TEXTO FORNECIDO |
Conforme ensina Orlando Gomes, em sua obra "Direitos Reais" (29ª ed., Forense, 2020, atualizada por Luiz Edson Fachin), "a ação possessória visa a proteção da posse como situação de fato, enquanto a ação reivindicatória busca a proteção da propriedade como direito real". No juízo possessório, "busca-se exercer as faculdades jurídicas oriundas da posse em si mesma considerada, sem cogitar qualquer outra relação jurídica", sendo o fundamento da pretensão exclusivamente a posse (ius possessionis).
Por outro lado, a ação reivindicatória é a ação ajuizada pelo proprietário que não detém a posse em face do possuidor não proprietário, tendo como fundamento o direito de propriedade (ius possidendi). Seu objetivo é obter a posse como consequência da titularidade do domínio.
No caso em análise, embora o espólio tenha comprovado sua titularidade sobre o imóvel por meio de Escritura Pública de Compra e Venda e Registro Imobiliário, fundamenta sua pretensão na alegação de posse anterior que foi esbulhada pela requerida, e não apenas no direito de propriedade. Ademais, o autor demonstrou exercer atos possessórios sobre o bem, como o pagamento das despesas de condomínio e IPTU.
Assim, considerando que estão presentes os requisitos do artigo 561 do CPC para a ação possessória (posse anterior, esbulho, data do esbulho e perda da posse), entendo que a via eleita é adequada para a tutela do direito pretendido.

O PEDIDO |
Reescreva de forma mais curta o parágrafo do texto sobre ações possessórias que começa com "No caso em análise", preservando seus fatos principais.

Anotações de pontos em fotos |
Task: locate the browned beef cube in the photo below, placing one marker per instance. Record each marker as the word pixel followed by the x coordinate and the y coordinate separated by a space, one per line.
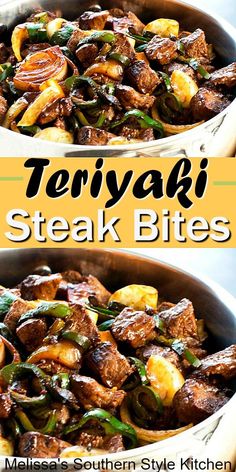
pixel 3 108
pixel 18 308
pixel 197 400
pixel 136 133
pixel 130 98
pixel 71 276
pixel 75 38
pixel 142 77
pixel 133 327
pixel 149 350
pixel 93 20
pixel 195 44
pixel 4 53
pixel 179 321
pixel 207 103
pixel 31 333
pixel 56 109
pixel 123 46
pixel 123 23
pixel 40 287
pixel 52 367
pixel 169 68
pixel 35 445
pixel 109 443
pixel 86 54
pixel 91 394
pixel 89 286
pixel 222 363
pixel 5 405
pixel 90 136
pixel 109 365
pixel 81 322
pixel 164 50
pixel 225 76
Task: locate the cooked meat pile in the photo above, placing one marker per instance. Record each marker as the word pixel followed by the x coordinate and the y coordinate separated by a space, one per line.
pixel 83 368
pixel 106 78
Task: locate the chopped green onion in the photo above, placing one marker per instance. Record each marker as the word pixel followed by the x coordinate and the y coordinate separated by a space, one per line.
pixel 81 341
pixel 140 367
pixel 144 121
pixel 55 309
pixel 105 325
pixel 124 60
pixel 110 423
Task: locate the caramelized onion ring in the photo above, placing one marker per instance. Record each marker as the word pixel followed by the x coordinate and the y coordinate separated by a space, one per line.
pixel 39 67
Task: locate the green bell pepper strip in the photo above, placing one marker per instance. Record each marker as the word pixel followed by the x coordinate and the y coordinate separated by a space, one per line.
pixel 142 409
pixel 178 346
pixel 29 402
pixel 100 36
pixel 105 325
pixel 110 424
pixel 37 33
pixel 81 341
pixel 103 312
pixel 166 80
pixel 11 372
pixel 140 367
pixel 6 70
pixel 6 300
pixel 62 36
pixel 54 309
pixel 124 60
pixel 144 121
pixel 49 427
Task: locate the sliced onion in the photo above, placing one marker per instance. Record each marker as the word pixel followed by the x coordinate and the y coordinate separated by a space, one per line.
pixel 57 135
pixel 173 129
pixel 43 65
pixel 147 435
pixel 15 109
pixel 110 68
pixel 19 35
pixel 63 352
pixel 51 92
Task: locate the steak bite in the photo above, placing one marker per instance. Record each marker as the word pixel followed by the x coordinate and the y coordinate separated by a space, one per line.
pixel 18 308
pixel 142 77
pixel 81 322
pixel 207 103
pixel 109 365
pixel 3 108
pixel 164 50
pixel 37 445
pixel 197 400
pixel 90 394
pixel 195 45
pixel 222 363
pixel 111 443
pixel 149 350
pixel 5 405
pixel 179 321
pixel 89 136
pixel 123 46
pixel 40 287
pixel 93 20
pixel 86 54
pixel 31 333
pixel 224 77
pixel 130 98
pixel 88 287
pixel 133 327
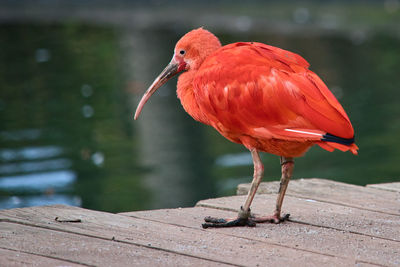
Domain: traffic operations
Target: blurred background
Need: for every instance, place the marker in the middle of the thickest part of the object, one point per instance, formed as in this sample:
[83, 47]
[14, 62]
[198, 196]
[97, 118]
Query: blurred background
[72, 73]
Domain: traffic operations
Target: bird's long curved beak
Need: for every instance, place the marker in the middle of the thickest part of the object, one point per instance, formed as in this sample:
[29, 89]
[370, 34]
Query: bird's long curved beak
[171, 70]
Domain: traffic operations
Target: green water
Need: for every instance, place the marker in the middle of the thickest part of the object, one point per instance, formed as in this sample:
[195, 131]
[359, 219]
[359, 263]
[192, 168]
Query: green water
[67, 135]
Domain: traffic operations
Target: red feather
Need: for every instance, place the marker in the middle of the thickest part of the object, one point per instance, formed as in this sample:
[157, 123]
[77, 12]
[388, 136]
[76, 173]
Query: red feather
[267, 98]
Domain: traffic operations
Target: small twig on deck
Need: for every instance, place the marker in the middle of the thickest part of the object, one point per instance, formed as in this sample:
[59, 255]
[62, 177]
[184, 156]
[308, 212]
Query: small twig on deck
[72, 220]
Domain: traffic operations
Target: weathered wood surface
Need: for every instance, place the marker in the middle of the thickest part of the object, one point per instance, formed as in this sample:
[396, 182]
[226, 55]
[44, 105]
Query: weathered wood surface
[395, 187]
[324, 230]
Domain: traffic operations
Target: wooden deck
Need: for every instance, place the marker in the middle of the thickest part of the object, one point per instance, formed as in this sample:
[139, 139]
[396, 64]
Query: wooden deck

RESULTADO DO EXERCÍCIO |
O espólio provou ser dono do imóvel por Escritura Pública de Compra e Venda e Registro Imobiliário, mas baseia seu pedido na posse anterior esbulhada pela requerida, e não só na propriedade. Também demonstrou atos possessórios, como o pagamento do condomínio e do IPTU.